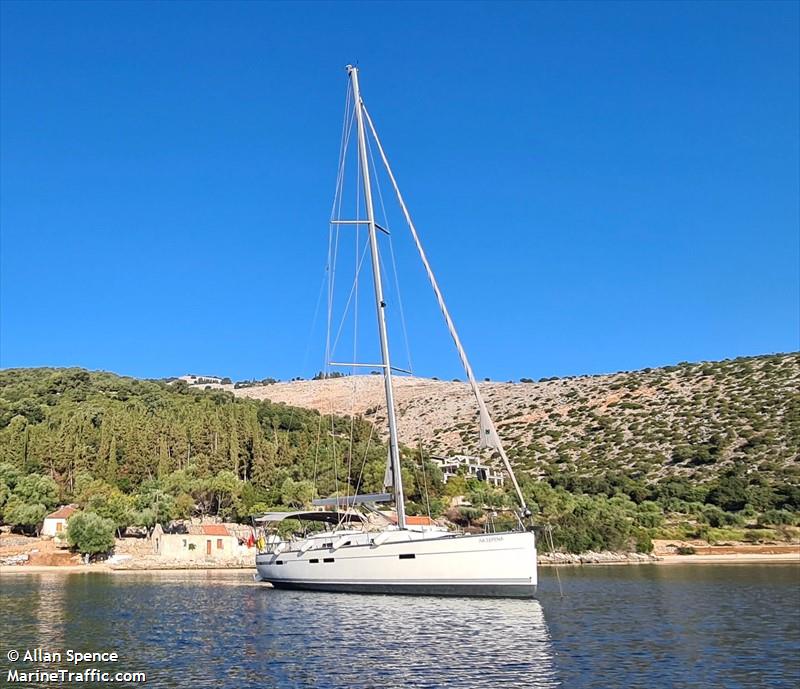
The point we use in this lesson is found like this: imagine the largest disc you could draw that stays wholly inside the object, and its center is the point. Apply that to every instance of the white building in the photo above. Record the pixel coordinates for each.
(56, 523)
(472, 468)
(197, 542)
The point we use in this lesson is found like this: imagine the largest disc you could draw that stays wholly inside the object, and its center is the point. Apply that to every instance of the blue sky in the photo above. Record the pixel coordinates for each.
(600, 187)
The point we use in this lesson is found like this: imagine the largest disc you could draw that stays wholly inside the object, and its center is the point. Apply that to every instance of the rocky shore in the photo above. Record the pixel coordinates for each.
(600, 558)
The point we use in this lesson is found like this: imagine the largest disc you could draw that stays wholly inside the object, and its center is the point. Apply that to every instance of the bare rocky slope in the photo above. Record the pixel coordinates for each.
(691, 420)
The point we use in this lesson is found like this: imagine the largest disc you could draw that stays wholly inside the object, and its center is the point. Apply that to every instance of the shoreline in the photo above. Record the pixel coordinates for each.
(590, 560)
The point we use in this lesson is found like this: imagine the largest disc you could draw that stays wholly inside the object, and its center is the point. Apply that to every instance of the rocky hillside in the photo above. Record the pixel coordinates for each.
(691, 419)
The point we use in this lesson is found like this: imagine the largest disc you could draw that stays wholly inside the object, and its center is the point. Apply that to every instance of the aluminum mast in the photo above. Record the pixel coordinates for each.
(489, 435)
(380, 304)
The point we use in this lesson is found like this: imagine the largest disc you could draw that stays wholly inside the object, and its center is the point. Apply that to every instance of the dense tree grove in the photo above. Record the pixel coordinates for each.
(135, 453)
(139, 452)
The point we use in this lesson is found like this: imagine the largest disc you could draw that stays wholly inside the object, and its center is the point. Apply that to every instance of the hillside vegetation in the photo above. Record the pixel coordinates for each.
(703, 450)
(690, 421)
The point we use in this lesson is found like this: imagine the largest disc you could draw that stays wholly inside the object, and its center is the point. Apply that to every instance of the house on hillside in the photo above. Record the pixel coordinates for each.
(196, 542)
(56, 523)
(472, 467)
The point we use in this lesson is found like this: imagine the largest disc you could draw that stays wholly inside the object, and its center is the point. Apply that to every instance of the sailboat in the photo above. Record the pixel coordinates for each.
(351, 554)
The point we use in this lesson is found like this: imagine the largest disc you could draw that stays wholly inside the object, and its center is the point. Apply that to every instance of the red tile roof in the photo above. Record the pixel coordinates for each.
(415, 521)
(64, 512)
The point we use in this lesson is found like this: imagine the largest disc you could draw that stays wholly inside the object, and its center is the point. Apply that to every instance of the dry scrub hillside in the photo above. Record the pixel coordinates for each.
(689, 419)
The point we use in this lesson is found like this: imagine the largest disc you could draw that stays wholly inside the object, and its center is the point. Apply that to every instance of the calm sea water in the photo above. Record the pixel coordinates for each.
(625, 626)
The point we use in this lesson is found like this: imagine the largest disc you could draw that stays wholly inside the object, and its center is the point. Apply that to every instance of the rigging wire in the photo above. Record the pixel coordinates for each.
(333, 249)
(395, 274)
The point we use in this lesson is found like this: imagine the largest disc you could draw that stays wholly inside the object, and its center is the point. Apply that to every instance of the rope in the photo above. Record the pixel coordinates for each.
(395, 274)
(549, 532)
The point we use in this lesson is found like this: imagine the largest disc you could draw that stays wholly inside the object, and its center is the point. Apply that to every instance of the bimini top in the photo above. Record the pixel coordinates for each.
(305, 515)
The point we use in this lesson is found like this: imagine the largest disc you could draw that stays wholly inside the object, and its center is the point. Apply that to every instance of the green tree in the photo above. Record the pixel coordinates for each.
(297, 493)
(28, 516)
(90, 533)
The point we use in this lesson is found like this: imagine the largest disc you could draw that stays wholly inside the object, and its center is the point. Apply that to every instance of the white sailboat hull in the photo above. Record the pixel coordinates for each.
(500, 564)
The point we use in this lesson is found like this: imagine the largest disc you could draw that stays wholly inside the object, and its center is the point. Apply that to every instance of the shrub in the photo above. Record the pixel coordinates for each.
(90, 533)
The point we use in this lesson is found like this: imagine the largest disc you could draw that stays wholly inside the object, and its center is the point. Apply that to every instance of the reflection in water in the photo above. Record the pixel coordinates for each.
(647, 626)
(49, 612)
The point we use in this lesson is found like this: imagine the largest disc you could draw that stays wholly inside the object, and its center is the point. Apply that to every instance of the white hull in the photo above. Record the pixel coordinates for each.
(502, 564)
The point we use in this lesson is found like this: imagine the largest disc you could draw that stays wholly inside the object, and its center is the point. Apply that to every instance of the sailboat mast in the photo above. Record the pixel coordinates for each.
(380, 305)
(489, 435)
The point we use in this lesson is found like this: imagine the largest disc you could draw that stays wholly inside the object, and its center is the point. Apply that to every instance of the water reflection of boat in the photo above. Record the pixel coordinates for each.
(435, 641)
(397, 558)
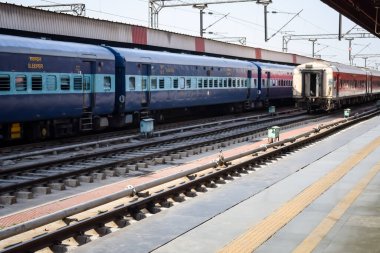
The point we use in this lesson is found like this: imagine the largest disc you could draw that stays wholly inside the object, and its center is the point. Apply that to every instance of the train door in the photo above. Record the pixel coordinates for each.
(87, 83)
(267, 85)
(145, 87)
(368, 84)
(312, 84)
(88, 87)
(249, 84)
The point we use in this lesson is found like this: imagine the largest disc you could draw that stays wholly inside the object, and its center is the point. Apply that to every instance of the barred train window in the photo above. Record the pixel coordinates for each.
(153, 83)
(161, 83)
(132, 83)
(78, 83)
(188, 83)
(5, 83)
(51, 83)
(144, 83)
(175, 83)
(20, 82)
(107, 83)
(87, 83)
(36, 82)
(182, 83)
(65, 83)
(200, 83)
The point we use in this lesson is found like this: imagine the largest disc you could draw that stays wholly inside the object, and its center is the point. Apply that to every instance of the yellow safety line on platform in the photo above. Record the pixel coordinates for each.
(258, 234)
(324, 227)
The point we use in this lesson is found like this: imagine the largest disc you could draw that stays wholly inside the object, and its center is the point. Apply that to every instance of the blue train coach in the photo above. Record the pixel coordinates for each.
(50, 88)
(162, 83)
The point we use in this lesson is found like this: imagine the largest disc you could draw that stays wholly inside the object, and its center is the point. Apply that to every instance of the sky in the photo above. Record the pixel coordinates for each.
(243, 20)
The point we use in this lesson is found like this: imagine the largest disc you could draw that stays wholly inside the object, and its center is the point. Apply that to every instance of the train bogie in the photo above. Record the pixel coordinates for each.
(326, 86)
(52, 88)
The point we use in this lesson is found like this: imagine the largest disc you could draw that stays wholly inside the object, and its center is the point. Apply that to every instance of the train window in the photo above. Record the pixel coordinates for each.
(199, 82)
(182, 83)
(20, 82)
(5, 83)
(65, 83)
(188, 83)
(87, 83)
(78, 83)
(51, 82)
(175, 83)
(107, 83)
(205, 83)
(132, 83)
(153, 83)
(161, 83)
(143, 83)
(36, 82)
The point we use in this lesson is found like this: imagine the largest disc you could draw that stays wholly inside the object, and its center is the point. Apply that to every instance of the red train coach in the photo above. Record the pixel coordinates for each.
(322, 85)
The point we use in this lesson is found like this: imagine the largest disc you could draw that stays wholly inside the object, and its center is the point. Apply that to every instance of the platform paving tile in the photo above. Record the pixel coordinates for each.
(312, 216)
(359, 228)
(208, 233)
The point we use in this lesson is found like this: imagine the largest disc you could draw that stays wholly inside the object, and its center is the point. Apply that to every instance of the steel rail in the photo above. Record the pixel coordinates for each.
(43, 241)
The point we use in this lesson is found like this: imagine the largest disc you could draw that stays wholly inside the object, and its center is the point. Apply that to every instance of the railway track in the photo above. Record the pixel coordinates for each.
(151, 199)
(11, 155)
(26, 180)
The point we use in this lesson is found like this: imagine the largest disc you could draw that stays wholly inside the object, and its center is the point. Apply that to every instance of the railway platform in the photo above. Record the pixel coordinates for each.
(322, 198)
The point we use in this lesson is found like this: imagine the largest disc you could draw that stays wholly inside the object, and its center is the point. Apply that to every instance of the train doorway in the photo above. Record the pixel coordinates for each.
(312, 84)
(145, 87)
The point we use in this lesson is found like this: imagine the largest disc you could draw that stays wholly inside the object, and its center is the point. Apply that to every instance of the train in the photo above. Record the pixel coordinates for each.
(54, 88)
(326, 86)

» **WHAT YOU HAVE TO DO**
Lay out the listing above as a Markdown table with the columns Row and Line, starting at the line that contains "the train doorway" and ending at the end of the listing. Leave out any blank lines.

» **RESULT FOR THIS TASK**
| Row | Line |
|---|---|
| 1 | The point we use in this lesson is found like this: imagine the largest disc you could draw that stays wholly inside the object, and its center is the point. Apply that to every instance of the train doorway in the photo above. Record the pixel coordinates for each. |
| 2 | (312, 84) |
| 3 | (145, 87) |
| 4 | The point we use in this lesson is found like this: imagine the largest disc you could draw that stays wholly inside the object, and its center is the point. Apply that to every instance of the train in the photo above. Record the pixel coordinates for each. |
| 5 | (54, 88) |
| 6 | (326, 86) |